▸ OBJECTIF 1
Réécrivez intégralement les lignes allant de celle qui contient « If you could mark the beaded » jusqu'à celle qui contient « <point>755,266</point> », bornes incluses, en multipliant par 2,55 chaque coordonnée x,y des balises <point>. Arrondissez à l'entier le plus proche, les demis vers le haut, et laissez le reste de ces lignes inchangé.

▸ EXTRAIT DU DOCUMENT
....................

En premier lieu, il convient de dire que la franc-maçonnerie n’est pas une religion, même si nous affirmons la croyance en un Grand Architecte de l’Univers, entité suprême, force spirituelle dominante, ce n’est pas suffisant pour avoir le statut de religion.
En effet, ce Dieu, que nous nommons Grand Architecte, ne nous a pas parlé directement, il ne nous adressé aucun messager, fils ou prophète ; il ne nous a transmis aucun précepte à suivre, aucune loi, aucune directive, et aucun humain ne s’est déclaré porteur d’un message, ou rapporteur d’une révélation ou d’une vision.
Nous n’obéissons à aucun interdit alimentaire, vestimentaire. Nous ne proposons aucune prière, à prononcer matin et soir, nous ne vivons pas dans la hantise de péchés plus ou moins capitaux, car nous ne promettons nul enfer ou nul paradis, selon que nous aurons fait plutôt le bien ou plutôt le mal ; nous sommes responsables devant nous-mêmes, devant notre propre conscience, devant notre miroir. Nous n’imposons nul baptême, nul sacrement, nulle communion, nulle confession, nulle extrême-onction.
En fait, la franc-maçonnerie est à la base d’une morale universelle, capable de se débarrasser de dogmes autoritaires et de mettre fin au « relativisme historique et culturel des différentes religions révélées »,nous dit le philosophe, Michel Liégeois.
La franc-maçonnerie, n’est pas un parti politique. Même si certaines obédiences ont tendance à orienter leur travaux vers des sujets qui sont très mitoyens avec des thèmes qui se retrouvent plus tard dans le champ de la politique, il faut remarquer qu’à l’origine ces sujets sont d’ordre éthique, philosophique : la peine de mort, l’avortement, l’euthanasie, bien avant que d’investir les houleux débats à la chambre des députés ou au Sénat.
La franc-maçonnerie n’est pas un syndicat. Là encore, des obédiences frôlent des sujets qui ont quelques rapports avec l’organisation sociale du travail, la place de l’homme dans le monde professionnel. Quant à nous, il y a longtemps que l’on a clos le débat sur la durée du temps de travail et les 35 heures, puisque « nous travaillons de midi à minuit ! » https://fr.wikipedia.org/wiki/Vocabulaire_de_la_franc-ma%C3%A7onnerie#cite_ref-33
Enfin, la franc-maçonnerie n’est pas une association humanitaire, ou de bienfaisance. C’est l’orientation qu’en donnent nos amis américains, ouvrant des hôpitaux, des associations d’entraide, ce n’est pas du tout notre option en Europe, même si nous savons aussi faire œuvre de générosité par des dons à divers organismes.

....................

▸ LIGNES À TRAITER
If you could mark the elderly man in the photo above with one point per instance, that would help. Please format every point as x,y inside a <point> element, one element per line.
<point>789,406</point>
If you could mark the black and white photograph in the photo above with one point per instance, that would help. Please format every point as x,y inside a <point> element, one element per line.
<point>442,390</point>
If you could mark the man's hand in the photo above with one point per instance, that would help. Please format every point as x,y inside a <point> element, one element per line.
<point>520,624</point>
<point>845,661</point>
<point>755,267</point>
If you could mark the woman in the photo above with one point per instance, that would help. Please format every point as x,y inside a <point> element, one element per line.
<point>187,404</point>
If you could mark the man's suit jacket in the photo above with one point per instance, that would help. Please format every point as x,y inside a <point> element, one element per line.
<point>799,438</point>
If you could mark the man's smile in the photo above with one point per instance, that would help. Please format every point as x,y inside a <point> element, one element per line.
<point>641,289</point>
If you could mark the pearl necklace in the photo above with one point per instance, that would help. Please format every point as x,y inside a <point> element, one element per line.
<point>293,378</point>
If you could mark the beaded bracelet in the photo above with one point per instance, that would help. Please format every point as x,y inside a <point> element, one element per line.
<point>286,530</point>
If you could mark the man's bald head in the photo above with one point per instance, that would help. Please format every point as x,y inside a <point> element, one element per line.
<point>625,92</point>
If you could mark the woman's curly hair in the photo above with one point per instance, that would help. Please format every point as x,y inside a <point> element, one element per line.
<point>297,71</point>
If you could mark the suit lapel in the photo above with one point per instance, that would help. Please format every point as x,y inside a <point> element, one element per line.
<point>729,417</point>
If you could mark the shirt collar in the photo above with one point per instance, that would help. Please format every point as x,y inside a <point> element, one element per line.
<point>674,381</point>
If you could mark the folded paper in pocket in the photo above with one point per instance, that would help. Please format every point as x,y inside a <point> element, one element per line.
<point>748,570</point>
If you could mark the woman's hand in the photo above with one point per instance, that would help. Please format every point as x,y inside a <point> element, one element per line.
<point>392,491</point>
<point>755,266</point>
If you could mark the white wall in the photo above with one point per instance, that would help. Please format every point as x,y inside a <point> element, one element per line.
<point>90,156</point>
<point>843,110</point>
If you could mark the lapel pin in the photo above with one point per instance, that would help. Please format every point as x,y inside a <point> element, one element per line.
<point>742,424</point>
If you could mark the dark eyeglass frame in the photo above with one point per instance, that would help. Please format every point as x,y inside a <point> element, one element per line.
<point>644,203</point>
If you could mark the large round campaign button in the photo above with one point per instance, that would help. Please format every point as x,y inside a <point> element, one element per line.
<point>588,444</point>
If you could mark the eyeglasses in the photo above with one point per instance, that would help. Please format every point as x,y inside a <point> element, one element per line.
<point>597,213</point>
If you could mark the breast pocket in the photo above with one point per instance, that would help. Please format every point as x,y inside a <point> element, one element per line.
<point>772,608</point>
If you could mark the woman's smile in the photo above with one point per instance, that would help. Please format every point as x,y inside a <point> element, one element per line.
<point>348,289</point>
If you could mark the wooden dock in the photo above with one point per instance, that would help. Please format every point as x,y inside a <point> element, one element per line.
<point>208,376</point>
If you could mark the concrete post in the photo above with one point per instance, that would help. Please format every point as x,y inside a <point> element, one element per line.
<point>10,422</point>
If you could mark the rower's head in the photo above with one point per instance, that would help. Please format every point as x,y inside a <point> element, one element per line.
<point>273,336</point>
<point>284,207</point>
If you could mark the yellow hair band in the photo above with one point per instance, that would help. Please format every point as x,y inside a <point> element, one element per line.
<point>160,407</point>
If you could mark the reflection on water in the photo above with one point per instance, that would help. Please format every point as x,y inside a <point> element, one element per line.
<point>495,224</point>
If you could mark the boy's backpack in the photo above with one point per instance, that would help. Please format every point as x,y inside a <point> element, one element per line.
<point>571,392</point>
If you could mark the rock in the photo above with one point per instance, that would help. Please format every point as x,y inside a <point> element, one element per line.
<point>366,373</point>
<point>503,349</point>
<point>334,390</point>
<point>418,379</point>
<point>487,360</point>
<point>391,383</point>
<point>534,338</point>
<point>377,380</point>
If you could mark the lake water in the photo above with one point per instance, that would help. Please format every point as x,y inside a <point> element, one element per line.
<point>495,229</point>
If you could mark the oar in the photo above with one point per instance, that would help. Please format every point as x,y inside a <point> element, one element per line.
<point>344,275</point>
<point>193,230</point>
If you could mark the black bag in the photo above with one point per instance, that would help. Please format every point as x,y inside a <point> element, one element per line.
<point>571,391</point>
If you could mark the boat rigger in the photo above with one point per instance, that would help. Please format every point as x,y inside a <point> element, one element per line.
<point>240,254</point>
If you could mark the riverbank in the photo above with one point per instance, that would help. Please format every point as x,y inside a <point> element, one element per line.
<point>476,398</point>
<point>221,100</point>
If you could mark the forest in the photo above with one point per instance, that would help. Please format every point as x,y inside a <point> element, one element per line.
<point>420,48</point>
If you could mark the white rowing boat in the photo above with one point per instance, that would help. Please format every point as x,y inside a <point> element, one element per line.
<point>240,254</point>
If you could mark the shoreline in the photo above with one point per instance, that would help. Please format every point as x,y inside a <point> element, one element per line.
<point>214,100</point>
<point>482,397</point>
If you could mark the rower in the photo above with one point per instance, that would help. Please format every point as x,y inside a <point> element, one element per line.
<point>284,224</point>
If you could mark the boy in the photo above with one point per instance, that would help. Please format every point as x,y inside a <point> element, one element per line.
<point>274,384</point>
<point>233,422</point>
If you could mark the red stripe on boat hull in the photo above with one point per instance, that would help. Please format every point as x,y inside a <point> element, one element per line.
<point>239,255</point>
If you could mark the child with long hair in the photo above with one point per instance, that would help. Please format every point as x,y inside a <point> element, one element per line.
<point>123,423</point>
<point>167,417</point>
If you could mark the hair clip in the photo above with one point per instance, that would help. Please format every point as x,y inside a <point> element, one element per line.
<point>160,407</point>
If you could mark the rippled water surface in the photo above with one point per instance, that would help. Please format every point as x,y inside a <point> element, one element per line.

....................

▸ OBJECTIF 2
Rédigez la suite du texte sur ce que n'est pas la franc-maçonnerie, en partant de son dernier paragraphe.

▸ RÉSULTAT ATTENDU 1
If you could mark the beaded bracelet in the photo above with one point per instance, that would help. Please format every point as x,y inside a <point> element, one element per line.
<point>729,1352</point>
If you could mark the man's bald head in the photo above with one point per instance, that would help. Please format every point as x,y inside a <point> element, one element per line.
<point>1594,235</point>
If you could mark the woman's curly hair in the photo above with one point per instance, that would help. Please format every point as x,y inside a <point> element, one element per line.
<point>757,181</point>
If you could mark the suit lapel in the photo above with one point per instance, that would help. Please format every point as x,y inside a <point> element, one element per line.
<point>1859,1063</point>
If you could mark the shirt collar in the photo above with one point per instance, that would help. Please format every point as x,y inside a <point> element, one element per line.
<point>1719,972</point>
If you could mark the folded paper in pocket in the photo above with one point per instance, that would help. Please format every point as x,y inside a <point> element, one element per line.
<point>1907,1454</point>
If you could mark the woman's hand in the photo above with one point per instance, that would help. Please format every point as x,y inside a <point> element, one element per line.
<point>1000,1252</point>
<point>1925,678</point>

▸ RÉSULTAT ATTENDU 2
Alors, que reste-t-il de la maçonnerie après avoir fait le tour de tout ce qu’elle n’est pas… Et pourquoi y entrer ?
Le besoin de sacré
Tout d’abord le besoin du sacré. L’espace religieux, quel qu’il soit, n’est pas le seul dépositaire du sacré. Nous entretenons une relation particulière pour l’indicible « des forces de l’esprit ». Nous avons le goût pour nous réunir dans un certain formalisme ; nous avons besoin de nous sentir élevés dans une transcendance, et la franc-maçonnerie avec ses rituels, nous apporte cette musique intérieure qui accompagne nos propos, permettant de libérer notre pensée profonde, ne nous soumettant à aucune injonction divine extérieure venue d’entre les nuages.
Nous sommes des hommes debout ; c’est même la première posture que l’on nous enseigne quand on entre en maçonnerie, nous nous tenons droits, d’équerre, par rapport au plan de la terre. Notre sacré inspire à l’élévation et non à la soumission… Le goût que nous avons pour la pratique d’un rituel est un élément capital ; notre rituel est un discours, un enseignement, nos postures, nos gestes, sont tous chargés d’une pensée et ne fait pas de nous des fidèles, assistant passivement à une cérémonie…
Nous entrons donc en maçonnerie, aujourd’hui comme hier, pour l’effet vertueux de la richesse de nos échanges culturels.
La franc-maçonnerie fait le pari que c’est par la culture que l’homme se sauvera… Non pas une culture partisane, idéologique ou dogmatique. C’est d’ailleurs là où se fourvoient tous les groupements humains. Chacun d’entre eux voudrait devenir le seul et unique qui amalgamerait tous les hommes. Les chrétiens voudraient que tous adoptent le Dieu des chrétiens, les musulmans celui des musulmans, les juifs celui des juifs… Je m’arrête là ! En économie, les libéraux voudraient que tous les habitants de cette planète soient convaincus que le libéralisme est la panacée ; le socialisme voudrait, au contraire, tout réguler. En politique certains ne jurent que par un roi, d’autres que par la République, d’autres ne peuvent rien dire, étouffés qu’ils sont par des dictatures, et tout ce monde de se battre pour faire triompher ses conceptions… Cela fait des millénaires que les hommes s’empoignent autour de ces sujets et pour quel résultat ?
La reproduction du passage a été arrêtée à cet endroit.